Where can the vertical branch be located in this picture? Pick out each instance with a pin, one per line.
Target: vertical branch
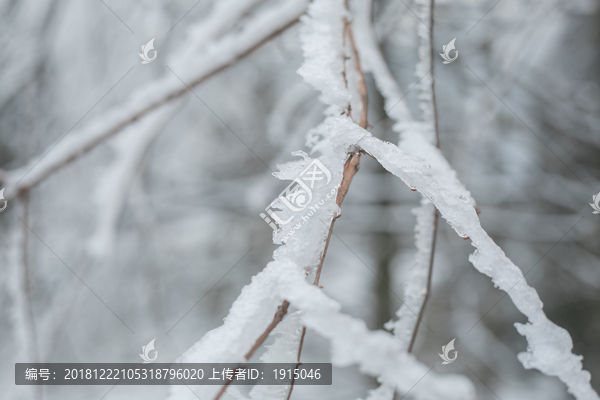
(431, 65)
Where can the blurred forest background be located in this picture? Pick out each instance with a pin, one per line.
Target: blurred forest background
(155, 226)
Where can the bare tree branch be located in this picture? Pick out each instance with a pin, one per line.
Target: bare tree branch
(219, 57)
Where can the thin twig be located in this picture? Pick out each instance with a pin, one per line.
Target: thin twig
(435, 211)
(15, 188)
(281, 311)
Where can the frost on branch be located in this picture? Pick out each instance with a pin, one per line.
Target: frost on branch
(283, 350)
(377, 353)
(549, 346)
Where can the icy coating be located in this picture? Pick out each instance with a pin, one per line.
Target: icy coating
(377, 353)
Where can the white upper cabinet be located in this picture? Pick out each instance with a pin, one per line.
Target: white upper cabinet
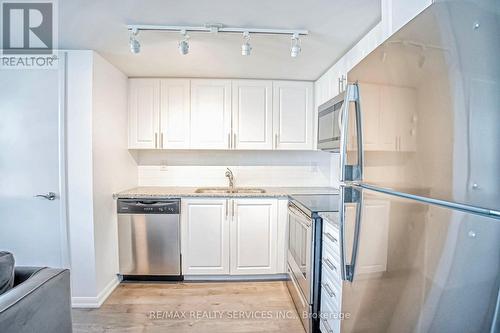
(252, 114)
(174, 114)
(254, 236)
(293, 115)
(205, 236)
(144, 113)
(221, 114)
(210, 114)
(389, 118)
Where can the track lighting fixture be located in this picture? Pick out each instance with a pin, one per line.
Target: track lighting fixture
(295, 46)
(246, 48)
(216, 28)
(184, 44)
(135, 46)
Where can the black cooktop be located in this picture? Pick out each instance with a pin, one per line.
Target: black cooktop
(317, 203)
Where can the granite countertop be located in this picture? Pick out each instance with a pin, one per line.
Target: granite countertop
(179, 192)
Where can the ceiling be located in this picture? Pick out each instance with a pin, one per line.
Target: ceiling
(334, 26)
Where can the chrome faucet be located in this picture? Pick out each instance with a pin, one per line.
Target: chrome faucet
(230, 176)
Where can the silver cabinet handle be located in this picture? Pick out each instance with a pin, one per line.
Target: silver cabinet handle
(49, 196)
(331, 237)
(348, 268)
(330, 264)
(351, 172)
(329, 290)
(301, 217)
(328, 328)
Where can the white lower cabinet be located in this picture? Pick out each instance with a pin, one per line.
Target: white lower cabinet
(205, 236)
(253, 236)
(230, 236)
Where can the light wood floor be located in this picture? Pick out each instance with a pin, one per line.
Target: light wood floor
(186, 307)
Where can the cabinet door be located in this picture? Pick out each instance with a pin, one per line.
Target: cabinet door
(373, 237)
(205, 236)
(174, 114)
(370, 94)
(292, 113)
(252, 114)
(210, 114)
(144, 113)
(406, 104)
(388, 120)
(254, 236)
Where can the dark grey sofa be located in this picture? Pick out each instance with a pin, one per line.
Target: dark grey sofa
(39, 302)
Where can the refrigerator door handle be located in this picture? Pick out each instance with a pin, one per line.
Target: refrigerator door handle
(351, 172)
(350, 195)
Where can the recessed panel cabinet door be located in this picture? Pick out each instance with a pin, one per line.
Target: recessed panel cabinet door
(174, 117)
(254, 236)
(252, 114)
(210, 114)
(144, 113)
(293, 116)
(205, 236)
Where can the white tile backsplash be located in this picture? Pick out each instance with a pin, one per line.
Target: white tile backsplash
(250, 168)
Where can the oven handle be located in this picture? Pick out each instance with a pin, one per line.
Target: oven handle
(302, 218)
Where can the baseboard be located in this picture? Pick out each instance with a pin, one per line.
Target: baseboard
(95, 302)
(241, 278)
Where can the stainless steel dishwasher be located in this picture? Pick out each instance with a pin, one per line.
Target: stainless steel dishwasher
(149, 239)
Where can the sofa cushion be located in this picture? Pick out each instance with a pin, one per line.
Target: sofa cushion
(6, 271)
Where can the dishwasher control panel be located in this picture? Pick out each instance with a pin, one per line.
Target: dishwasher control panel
(149, 206)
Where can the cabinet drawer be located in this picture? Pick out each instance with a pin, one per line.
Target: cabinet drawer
(331, 264)
(329, 322)
(331, 238)
(330, 290)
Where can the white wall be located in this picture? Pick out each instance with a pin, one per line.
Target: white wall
(250, 168)
(79, 173)
(98, 165)
(113, 167)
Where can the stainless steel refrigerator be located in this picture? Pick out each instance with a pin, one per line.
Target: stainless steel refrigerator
(420, 176)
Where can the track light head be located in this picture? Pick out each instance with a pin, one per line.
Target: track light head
(246, 48)
(295, 46)
(135, 46)
(184, 44)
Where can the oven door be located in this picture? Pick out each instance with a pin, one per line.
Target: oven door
(300, 242)
(329, 124)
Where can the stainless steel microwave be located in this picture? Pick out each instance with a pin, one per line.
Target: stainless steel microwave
(329, 123)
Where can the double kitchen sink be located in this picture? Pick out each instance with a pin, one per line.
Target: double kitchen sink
(223, 190)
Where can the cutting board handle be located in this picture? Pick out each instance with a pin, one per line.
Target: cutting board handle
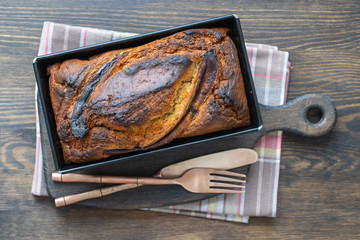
(308, 115)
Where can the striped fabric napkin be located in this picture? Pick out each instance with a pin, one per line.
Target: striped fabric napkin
(270, 69)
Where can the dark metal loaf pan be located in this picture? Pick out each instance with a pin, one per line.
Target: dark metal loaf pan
(148, 162)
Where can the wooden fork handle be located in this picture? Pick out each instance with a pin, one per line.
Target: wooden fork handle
(71, 199)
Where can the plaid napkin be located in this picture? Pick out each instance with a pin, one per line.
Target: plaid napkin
(270, 69)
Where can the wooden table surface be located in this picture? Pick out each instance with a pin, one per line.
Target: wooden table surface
(319, 179)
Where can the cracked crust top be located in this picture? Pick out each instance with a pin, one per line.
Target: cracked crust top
(184, 85)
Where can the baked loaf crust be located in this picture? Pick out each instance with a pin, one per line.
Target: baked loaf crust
(184, 85)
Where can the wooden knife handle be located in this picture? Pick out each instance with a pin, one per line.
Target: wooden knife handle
(296, 116)
(71, 199)
(84, 178)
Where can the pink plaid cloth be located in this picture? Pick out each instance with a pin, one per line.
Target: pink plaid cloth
(270, 69)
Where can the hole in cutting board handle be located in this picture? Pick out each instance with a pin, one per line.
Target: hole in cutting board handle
(314, 114)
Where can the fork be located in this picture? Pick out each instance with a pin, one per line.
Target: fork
(196, 180)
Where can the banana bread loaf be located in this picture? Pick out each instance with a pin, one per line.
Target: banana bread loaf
(184, 85)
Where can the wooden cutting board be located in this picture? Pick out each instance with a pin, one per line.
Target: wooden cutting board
(309, 115)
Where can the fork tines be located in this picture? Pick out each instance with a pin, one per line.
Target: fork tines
(227, 182)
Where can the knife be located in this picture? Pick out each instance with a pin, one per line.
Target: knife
(222, 160)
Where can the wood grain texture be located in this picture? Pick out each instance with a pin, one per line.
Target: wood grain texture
(319, 178)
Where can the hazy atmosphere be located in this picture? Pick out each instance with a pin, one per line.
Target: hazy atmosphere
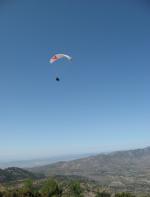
(102, 102)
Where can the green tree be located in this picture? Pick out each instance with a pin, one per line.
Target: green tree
(51, 189)
(75, 189)
(103, 194)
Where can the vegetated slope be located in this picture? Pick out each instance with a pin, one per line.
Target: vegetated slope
(122, 169)
(14, 174)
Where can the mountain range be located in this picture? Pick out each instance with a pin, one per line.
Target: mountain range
(124, 170)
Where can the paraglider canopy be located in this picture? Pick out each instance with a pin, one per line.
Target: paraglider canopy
(59, 56)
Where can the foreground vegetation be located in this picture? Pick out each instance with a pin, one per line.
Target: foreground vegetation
(55, 188)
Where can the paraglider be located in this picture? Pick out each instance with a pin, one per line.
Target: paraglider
(58, 57)
(57, 79)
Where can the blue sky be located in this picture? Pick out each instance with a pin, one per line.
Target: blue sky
(102, 102)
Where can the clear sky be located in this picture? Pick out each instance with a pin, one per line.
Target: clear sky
(102, 102)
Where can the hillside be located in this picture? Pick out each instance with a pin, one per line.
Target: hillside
(121, 169)
(14, 174)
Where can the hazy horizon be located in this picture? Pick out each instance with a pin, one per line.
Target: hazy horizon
(102, 100)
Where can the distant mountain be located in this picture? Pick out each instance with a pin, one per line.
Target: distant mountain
(14, 174)
(40, 162)
(127, 170)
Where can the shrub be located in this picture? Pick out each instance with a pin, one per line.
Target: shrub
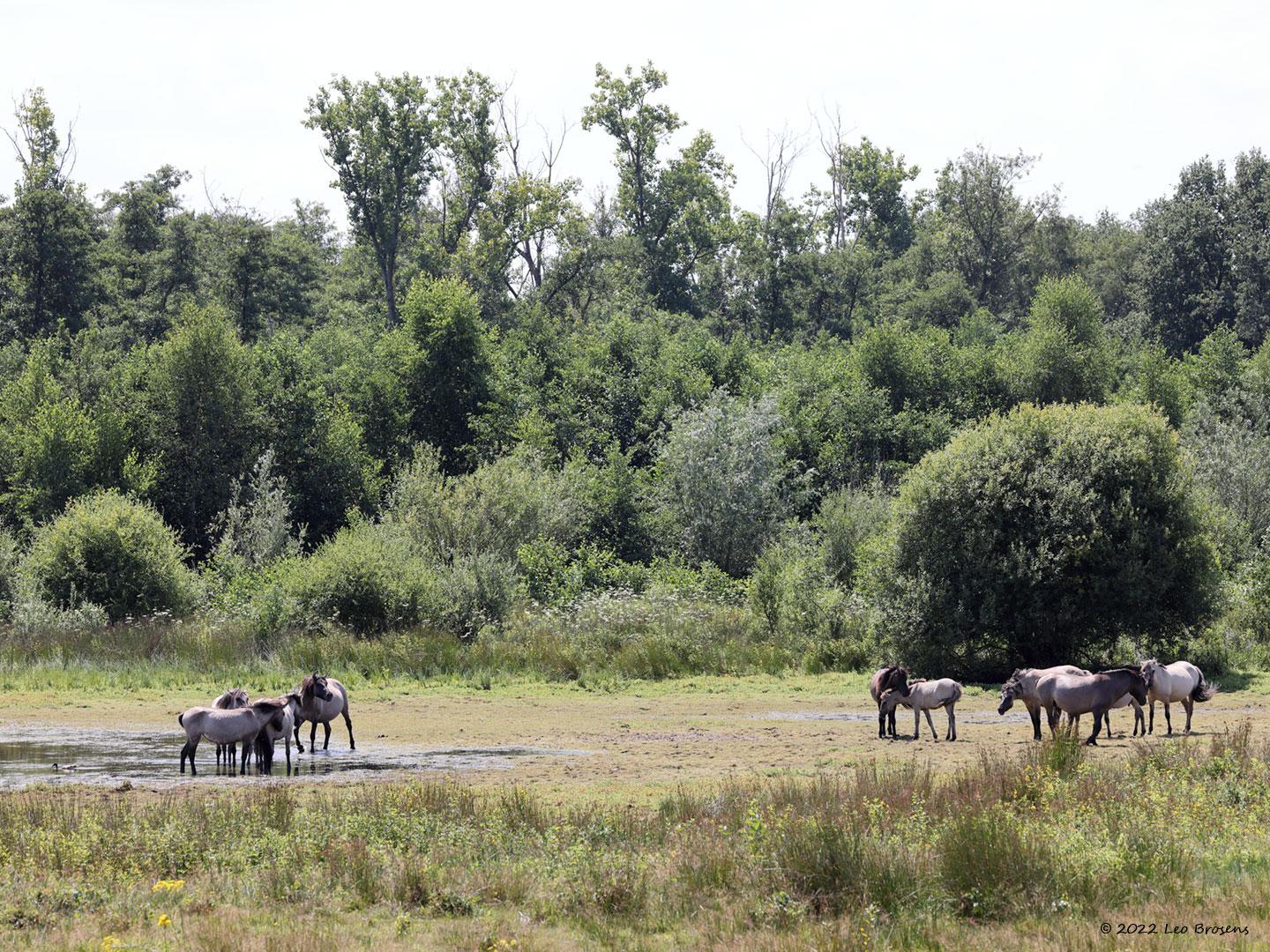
(365, 577)
(721, 481)
(115, 553)
(1042, 536)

● **Brief**
Return the stretch from the line containing "Where can the shrub" through the end of the items, word for word. Leave the pictures out of your answer.

● **Response**
Where can the shrub be located in this picture? Pick out each instance with a pin, one per line.
Target: shrub
(365, 577)
(721, 481)
(115, 553)
(1042, 536)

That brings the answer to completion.